TASK GOAL> Collect all lines from the records below that include the word "grass".

STUDY MATERIAL>
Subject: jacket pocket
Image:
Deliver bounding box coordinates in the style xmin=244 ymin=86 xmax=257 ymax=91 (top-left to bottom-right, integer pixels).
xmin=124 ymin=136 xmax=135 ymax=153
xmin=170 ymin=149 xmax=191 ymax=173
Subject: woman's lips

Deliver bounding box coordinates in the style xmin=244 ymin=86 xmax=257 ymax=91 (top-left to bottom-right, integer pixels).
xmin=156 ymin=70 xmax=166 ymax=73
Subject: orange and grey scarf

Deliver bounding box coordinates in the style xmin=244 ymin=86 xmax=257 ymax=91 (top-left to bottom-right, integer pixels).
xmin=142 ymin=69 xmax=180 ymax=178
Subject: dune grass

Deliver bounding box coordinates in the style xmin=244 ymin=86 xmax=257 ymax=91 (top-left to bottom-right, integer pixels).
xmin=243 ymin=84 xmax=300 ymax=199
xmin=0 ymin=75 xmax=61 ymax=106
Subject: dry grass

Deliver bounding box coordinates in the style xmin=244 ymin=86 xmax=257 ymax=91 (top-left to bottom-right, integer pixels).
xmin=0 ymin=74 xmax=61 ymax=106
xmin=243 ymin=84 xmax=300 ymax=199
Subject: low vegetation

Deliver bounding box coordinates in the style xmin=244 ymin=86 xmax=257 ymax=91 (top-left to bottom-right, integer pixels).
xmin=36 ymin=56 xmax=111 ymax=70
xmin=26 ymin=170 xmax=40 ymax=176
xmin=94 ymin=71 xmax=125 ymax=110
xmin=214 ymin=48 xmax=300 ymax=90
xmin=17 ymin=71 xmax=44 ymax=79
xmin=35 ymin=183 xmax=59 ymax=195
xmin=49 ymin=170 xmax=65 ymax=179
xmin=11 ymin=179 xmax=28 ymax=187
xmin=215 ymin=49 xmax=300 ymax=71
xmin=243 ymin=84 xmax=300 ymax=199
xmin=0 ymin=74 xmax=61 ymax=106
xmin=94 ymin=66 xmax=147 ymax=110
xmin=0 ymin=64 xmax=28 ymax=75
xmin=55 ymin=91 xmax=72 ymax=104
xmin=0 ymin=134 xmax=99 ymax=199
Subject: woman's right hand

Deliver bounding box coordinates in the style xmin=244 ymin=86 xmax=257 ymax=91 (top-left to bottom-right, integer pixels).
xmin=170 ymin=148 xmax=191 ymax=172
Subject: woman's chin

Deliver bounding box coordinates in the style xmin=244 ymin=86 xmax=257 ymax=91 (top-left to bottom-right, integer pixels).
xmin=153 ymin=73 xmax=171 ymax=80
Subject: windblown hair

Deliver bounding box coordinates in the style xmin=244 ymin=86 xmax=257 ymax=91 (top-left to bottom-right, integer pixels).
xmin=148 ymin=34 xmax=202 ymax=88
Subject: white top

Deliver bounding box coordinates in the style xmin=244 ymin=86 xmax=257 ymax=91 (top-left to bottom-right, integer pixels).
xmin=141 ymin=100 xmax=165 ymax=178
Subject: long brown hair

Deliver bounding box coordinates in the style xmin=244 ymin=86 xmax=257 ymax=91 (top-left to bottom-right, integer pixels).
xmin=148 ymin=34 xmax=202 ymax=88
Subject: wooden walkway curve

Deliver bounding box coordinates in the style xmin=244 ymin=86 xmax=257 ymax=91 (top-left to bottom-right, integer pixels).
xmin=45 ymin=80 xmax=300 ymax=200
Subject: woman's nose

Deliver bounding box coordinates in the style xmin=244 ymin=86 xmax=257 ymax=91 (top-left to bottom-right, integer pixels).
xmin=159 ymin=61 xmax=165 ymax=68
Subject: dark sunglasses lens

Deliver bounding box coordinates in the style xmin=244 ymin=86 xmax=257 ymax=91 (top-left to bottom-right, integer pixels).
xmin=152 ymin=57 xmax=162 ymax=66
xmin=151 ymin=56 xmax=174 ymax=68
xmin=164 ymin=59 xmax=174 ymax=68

ANSWER BOX>
Subject: dune grass
Subject: dry grass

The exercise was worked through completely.